Exercise prompt: Only the lines from the one containing "Place one marker on each instance of the chandelier." through the final line of the material below should be output, exactly as they stand.

Dataset records:
- - - -

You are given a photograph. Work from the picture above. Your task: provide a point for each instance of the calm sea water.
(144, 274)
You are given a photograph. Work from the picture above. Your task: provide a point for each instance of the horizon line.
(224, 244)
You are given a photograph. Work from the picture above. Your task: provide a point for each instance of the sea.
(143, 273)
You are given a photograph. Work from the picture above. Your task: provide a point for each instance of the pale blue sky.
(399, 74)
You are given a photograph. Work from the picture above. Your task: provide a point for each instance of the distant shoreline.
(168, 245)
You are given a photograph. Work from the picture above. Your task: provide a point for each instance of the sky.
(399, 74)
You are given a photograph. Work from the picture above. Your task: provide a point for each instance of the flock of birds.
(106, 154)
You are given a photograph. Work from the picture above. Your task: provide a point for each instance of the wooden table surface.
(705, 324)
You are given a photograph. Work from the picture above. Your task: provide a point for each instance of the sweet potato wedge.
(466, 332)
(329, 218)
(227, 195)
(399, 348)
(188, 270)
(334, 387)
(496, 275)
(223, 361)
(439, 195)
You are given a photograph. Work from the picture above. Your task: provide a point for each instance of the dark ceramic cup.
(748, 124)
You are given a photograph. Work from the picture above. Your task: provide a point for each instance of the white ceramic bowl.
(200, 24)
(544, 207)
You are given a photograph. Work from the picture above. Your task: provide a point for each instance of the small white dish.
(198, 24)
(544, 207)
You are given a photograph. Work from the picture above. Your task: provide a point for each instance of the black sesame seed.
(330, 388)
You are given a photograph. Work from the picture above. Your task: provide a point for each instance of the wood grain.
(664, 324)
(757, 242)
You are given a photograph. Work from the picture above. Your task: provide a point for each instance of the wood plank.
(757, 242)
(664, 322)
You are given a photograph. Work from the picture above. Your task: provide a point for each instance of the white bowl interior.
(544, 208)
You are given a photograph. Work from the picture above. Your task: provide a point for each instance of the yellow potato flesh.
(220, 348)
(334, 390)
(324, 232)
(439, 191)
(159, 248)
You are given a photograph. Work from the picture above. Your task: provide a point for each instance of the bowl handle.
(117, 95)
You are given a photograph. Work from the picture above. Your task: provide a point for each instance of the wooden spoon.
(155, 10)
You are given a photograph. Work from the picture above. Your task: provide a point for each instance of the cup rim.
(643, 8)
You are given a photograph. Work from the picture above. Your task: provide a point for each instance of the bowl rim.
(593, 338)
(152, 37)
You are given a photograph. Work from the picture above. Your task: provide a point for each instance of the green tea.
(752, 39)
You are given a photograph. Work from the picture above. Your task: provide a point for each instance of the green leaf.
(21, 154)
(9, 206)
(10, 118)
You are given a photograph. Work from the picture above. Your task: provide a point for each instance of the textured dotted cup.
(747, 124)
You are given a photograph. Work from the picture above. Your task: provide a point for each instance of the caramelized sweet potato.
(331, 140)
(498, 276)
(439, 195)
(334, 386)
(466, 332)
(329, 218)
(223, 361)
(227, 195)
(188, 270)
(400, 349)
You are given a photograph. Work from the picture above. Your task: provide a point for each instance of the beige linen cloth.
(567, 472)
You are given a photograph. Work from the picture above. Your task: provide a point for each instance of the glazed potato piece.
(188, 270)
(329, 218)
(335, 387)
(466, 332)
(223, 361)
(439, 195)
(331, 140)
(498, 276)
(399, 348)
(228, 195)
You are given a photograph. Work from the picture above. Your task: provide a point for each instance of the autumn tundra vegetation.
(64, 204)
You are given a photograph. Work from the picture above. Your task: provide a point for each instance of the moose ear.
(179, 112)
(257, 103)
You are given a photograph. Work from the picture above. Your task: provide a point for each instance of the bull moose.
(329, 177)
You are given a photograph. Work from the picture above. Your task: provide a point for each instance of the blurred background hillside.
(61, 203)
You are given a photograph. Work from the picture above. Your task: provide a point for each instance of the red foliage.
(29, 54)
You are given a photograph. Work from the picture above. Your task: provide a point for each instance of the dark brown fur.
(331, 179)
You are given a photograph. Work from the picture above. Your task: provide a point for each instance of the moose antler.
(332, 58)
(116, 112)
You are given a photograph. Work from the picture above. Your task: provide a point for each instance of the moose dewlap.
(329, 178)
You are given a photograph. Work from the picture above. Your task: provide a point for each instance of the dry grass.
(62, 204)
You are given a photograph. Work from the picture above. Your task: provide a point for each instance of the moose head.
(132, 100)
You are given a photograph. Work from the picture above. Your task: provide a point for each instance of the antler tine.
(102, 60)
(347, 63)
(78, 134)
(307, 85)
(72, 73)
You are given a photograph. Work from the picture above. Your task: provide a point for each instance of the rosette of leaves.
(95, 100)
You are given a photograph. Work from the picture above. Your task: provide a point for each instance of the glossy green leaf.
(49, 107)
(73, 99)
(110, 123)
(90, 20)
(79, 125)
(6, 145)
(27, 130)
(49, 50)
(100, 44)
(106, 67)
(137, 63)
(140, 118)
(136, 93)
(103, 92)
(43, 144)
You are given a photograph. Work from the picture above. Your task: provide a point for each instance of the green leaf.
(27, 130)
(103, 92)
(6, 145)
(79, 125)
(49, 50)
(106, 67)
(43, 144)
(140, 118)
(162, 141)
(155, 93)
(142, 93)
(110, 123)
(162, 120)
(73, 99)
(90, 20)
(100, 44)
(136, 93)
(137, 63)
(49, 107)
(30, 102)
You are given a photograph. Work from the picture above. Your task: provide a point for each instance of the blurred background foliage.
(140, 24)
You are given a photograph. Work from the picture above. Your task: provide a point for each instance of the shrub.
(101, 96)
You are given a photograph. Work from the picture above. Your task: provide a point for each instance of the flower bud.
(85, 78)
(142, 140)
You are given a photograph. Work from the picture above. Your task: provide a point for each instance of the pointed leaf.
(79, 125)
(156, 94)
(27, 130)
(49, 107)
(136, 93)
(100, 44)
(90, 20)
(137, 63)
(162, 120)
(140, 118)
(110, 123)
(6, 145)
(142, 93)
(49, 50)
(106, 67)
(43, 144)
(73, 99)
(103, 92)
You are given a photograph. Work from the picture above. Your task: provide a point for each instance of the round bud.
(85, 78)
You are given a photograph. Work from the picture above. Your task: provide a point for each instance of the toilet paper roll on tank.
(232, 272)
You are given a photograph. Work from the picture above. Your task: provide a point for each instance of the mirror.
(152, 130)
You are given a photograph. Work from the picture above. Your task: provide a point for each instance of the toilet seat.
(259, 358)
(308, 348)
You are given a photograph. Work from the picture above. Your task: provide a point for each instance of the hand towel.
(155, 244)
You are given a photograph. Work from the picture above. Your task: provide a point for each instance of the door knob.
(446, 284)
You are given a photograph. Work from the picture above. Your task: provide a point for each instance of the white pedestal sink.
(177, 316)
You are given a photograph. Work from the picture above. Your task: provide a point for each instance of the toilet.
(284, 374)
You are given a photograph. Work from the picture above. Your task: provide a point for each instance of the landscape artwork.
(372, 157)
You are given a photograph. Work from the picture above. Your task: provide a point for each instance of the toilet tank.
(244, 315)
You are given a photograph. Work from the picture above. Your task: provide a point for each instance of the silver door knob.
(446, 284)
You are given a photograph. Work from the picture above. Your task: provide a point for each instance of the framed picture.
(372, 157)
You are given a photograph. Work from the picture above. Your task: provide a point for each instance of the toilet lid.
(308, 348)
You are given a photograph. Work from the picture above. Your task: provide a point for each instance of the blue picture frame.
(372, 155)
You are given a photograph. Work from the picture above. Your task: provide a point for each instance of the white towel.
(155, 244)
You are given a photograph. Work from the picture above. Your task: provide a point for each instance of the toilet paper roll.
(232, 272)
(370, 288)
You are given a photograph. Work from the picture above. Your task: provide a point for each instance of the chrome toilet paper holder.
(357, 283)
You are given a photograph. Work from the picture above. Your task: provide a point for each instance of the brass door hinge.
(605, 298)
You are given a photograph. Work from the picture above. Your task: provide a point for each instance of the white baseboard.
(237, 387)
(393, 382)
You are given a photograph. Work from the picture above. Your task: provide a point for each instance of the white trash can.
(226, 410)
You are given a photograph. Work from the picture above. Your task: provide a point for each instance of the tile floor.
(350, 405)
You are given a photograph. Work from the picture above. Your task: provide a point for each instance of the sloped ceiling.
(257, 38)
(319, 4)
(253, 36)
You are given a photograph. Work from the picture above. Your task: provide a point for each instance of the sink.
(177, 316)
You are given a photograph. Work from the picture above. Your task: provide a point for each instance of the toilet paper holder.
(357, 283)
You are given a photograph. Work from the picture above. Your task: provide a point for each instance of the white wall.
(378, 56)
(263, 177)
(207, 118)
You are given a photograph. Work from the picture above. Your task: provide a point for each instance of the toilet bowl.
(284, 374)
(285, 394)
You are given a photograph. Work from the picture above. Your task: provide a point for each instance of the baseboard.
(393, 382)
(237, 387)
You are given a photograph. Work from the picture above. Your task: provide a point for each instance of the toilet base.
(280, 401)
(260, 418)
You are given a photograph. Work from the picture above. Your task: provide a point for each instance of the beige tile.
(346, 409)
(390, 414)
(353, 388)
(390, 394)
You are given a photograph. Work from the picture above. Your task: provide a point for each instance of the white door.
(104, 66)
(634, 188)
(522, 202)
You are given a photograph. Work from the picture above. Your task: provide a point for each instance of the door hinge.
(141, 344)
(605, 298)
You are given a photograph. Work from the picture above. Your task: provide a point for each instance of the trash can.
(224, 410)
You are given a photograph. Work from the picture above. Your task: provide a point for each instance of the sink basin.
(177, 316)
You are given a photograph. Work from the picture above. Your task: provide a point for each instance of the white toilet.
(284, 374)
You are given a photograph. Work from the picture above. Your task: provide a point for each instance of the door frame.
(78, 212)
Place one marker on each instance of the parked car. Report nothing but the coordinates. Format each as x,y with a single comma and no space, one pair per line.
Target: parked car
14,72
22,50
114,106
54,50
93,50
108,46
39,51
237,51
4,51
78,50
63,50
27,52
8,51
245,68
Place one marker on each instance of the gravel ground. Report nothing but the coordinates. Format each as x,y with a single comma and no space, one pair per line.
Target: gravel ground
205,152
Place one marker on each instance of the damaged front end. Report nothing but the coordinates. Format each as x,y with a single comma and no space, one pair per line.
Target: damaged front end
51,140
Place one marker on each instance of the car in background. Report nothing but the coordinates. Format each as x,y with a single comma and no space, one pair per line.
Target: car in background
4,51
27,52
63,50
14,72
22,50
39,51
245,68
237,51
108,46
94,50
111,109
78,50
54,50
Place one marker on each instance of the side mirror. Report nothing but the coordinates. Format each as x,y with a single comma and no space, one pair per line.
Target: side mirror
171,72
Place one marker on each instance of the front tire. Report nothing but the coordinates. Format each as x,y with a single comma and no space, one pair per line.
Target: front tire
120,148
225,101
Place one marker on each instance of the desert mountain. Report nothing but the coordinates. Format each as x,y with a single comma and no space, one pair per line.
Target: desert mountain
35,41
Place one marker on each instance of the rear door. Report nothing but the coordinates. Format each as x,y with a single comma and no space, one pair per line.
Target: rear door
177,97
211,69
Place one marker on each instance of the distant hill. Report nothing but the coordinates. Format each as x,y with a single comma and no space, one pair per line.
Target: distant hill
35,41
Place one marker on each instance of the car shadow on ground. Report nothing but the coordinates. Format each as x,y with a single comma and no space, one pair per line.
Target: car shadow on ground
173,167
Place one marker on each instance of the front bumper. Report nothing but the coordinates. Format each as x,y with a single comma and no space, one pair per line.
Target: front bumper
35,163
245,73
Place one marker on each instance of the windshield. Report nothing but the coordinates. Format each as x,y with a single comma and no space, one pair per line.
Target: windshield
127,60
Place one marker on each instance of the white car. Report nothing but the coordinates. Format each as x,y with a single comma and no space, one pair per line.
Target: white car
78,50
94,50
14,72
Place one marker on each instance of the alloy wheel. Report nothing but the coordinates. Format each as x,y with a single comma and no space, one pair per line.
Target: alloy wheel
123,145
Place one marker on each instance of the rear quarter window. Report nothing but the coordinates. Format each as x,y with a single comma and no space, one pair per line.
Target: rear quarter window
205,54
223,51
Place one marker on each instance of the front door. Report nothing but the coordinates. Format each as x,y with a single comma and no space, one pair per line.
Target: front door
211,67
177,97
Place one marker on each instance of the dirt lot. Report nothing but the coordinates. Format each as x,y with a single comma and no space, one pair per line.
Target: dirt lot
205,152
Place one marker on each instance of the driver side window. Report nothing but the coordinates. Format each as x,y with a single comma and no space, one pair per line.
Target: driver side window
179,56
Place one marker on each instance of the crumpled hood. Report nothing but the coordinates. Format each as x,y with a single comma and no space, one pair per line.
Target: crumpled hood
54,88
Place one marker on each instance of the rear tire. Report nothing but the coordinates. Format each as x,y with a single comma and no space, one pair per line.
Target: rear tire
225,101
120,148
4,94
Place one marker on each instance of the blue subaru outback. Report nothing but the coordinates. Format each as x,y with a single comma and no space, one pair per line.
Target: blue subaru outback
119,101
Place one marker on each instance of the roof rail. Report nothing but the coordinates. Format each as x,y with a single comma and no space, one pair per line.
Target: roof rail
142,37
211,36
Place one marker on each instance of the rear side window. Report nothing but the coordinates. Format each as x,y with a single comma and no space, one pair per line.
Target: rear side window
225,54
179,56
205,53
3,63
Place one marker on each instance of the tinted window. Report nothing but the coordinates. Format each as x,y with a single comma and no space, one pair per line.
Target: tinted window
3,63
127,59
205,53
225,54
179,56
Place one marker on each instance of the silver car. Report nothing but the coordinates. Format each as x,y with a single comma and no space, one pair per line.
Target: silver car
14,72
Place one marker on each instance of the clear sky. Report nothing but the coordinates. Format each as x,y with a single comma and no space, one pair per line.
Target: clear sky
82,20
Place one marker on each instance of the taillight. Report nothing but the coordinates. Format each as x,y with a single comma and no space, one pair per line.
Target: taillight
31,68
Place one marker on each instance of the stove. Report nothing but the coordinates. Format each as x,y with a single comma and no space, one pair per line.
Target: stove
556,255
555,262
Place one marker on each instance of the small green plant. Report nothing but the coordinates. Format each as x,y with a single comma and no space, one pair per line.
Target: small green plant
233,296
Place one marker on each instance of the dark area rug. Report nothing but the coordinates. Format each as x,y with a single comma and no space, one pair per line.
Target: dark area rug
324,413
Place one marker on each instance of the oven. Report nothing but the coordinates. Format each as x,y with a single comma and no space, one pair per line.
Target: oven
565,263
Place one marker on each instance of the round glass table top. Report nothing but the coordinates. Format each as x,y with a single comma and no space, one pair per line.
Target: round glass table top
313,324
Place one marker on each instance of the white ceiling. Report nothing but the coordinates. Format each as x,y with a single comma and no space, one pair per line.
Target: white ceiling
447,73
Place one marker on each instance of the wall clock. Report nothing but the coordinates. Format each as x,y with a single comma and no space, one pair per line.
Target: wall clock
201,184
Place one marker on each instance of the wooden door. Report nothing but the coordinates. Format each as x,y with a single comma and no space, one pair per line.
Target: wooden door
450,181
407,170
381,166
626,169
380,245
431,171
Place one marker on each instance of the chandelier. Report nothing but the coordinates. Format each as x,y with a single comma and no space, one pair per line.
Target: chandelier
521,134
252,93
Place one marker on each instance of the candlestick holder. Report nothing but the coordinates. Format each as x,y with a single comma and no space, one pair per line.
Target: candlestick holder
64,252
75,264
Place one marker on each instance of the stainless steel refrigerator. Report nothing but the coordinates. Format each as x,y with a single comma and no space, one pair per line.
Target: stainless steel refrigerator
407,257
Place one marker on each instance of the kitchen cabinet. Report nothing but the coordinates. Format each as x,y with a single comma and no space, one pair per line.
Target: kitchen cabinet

- - - -

Task answer:
Place one marker on each instance of the chandelier. Report nothing but the coordinates. Format each as x,y with a single comma and no space, one pair per line.
Target: chandelier
521,134
252,93
Place one marker on each instance of the candlestick holder. Report nothing but the coordinates. Format each as x,y with a single comma and no space, one pair per line.
Target: candlestick holder
64,252
75,264
Place one marker on each instance of the stainless steel refrigerator. Report nothing but the coordinates. Format each as x,y with a single comma and no space, one pair per line.
Target: stainless steel refrigerator
407,257
Place one marker on each instance of the kitchen cabinet. Report nothing but the coordinates. Format each as x,y with a single comma and no space, one pair per line.
Target: kitchen cabinet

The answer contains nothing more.